Collection entries

══════

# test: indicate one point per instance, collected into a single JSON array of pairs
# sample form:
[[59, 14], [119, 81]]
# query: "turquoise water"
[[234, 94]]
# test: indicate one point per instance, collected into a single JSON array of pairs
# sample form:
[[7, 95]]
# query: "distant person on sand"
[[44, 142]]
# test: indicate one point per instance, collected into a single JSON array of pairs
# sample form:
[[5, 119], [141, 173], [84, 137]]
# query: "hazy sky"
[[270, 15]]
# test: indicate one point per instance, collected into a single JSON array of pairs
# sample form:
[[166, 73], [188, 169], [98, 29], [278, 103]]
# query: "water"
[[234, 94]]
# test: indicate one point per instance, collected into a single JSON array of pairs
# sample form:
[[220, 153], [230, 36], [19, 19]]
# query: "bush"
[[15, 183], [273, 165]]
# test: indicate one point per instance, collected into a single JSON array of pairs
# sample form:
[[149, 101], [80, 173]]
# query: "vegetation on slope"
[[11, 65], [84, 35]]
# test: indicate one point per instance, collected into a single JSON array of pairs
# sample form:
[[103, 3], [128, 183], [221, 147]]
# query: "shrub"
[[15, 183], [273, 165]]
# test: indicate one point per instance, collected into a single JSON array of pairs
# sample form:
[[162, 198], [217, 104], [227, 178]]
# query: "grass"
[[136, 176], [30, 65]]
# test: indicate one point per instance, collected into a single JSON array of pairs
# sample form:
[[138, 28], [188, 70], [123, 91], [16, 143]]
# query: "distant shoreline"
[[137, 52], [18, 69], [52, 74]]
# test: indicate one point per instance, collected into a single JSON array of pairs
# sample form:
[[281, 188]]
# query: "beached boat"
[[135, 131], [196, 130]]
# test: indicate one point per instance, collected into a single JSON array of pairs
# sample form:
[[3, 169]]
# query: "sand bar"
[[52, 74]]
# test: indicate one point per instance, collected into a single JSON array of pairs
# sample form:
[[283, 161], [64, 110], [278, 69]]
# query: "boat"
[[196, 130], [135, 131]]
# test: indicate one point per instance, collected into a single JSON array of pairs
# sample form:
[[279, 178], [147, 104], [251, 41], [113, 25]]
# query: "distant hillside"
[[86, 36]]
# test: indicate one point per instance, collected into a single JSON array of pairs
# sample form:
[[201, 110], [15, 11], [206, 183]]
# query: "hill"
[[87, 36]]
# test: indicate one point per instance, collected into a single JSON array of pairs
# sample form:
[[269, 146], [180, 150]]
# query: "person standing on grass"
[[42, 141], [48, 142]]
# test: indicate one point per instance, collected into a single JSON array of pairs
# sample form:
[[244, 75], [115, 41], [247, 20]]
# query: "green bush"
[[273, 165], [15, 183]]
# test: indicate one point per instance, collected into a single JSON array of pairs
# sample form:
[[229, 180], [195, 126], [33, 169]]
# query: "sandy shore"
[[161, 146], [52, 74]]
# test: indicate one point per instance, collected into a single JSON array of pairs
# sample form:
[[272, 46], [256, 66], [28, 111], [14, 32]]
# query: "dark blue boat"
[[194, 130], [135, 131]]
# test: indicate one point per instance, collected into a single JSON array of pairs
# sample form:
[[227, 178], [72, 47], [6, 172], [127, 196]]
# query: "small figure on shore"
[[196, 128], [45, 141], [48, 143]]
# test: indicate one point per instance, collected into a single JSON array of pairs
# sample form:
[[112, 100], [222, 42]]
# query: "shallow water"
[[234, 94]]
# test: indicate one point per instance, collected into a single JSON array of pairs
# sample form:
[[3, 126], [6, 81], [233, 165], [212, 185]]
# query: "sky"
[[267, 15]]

══════

## WHAT NEEDS TO BE DONE
All entries must be repeated exactly.

## COMPLETED EXERCISE
# test: indicate one point per instance, collected into a single JSON array of pairs
# sample form:
[[59, 14], [119, 81]]
# query: "turquoise water"
[[234, 94]]
# test: indicate one point per instance, collected into a single JSON array of pairs
# sample form:
[[7, 95]]
# query: "distant person on sand"
[[44, 142]]
# test: indicate one point per instance, collected into a single JSON array of pairs
# sample form:
[[5, 119], [141, 173], [84, 137]]
# query: "hazy sky"
[[270, 15]]
# test: indicate one point per instance, collected into a single JSON array of pairs
# sample form:
[[166, 73], [188, 169], [98, 29], [278, 103]]
# query: "water"
[[234, 94]]
# test: indicate one point per instance, collected into a single JSON array of pairs
# sample form:
[[220, 153], [230, 36], [19, 19]]
# query: "bush"
[[15, 183], [273, 165]]
# test: indicate one point per instance, collected into a single JSON array of pairs
# sample form:
[[149, 101], [80, 173]]
# query: "vegetation on slope"
[[11, 65], [84, 35]]
# test: indicate one point per instance, collected into a single JSON array of pairs
# sample form:
[[103, 3], [128, 183], [221, 147]]
# query: "shrub"
[[15, 183], [273, 165]]
# test: indicate one point per instance, collected into a single JSON array of pairs
# sample form:
[[162, 198], [217, 104], [227, 178]]
# query: "grass"
[[136, 176], [30, 65]]
# test: indicate one point per instance, collected into a single JSON array of pairs
# sample form:
[[138, 28], [188, 70], [123, 91], [16, 143]]
# query: "distant shoreline"
[[137, 52], [18, 69], [52, 74]]
# test: indicate one point per instance, collected into a single JSON array of pairs
# sample form:
[[281, 188]]
# query: "beached boat"
[[135, 131], [196, 130]]
# test: indicate one point per instance, collected into a single JSON array of pairs
# sample form:
[[3, 169]]
# query: "sand bar"
[[52, 74]]
# test: indicate one point per instance, collected into a single JSON array of pairs
# sample form:
[[283, 161], [64, 110], [278, 69]]
# query: "boat"
[[196, 130], [135, 131]]
# test: indicate one point per instance, collected into a single JSON array of pairs
# sample form:
[[279, 178], [147, 104], [251, 41], [113, 25]]
# query: "distant hillside"
[[86, 36]]
# test: indicate one point per instance, collected into a single JSON array of pairs
# sample form:
[[201, 110], [15, 11], [206, 183]]
# query: "hill"
[[87, 36]]
# test: indicate one point per instance, collected into a single JSON array of pairs
# sample form:
[[269, 146], [180, 150]]
# query: "person standing on grass"
[[42, 141], [48, 142]]
# test: indicate one point per instance, collected into a single JSON array of pairs
# sample form:
[[244, 75], [115, 41], [247, 20]]
# query: "green bush"
[[273, 165], [15, 183]]
# test: indicate one point per instance, collected into a single JSON array of pairs
# sample form:
[[229, 180], [195, 126], [33, 169]]
# query: "sandy shore"
[[161, 146], [52, 74]]
# test: indicate one point per instance, collected into a single JSON array of pairs
# sample form:
[[272, 46], [256, 66], [28, 111], [14, 32]]
# query: "dark blue boat"
[[194, 130], [135, 131]]
# test: indicate one point per instance, collected into a single JSON array of pairs
# sample form:
[[227, 178], [72, 47], [6, 172], [127, 196]]
# query: "small figure on shore"
[[196, 128], [45, 141], [48, 143]]
# test: indicate one point per instance, collected into a single JSON array of pairs
# sample form:
[[112, 100], [222, 42]]
# query: "shallow water"
[[234, 94]]
# test: indicate one point per instance, collected into a single JSON array of pairs
# sample form:
[[3, 126], [6, 81], [233, 165], [212, 185]]
# query: "sky"
[[267, 15]]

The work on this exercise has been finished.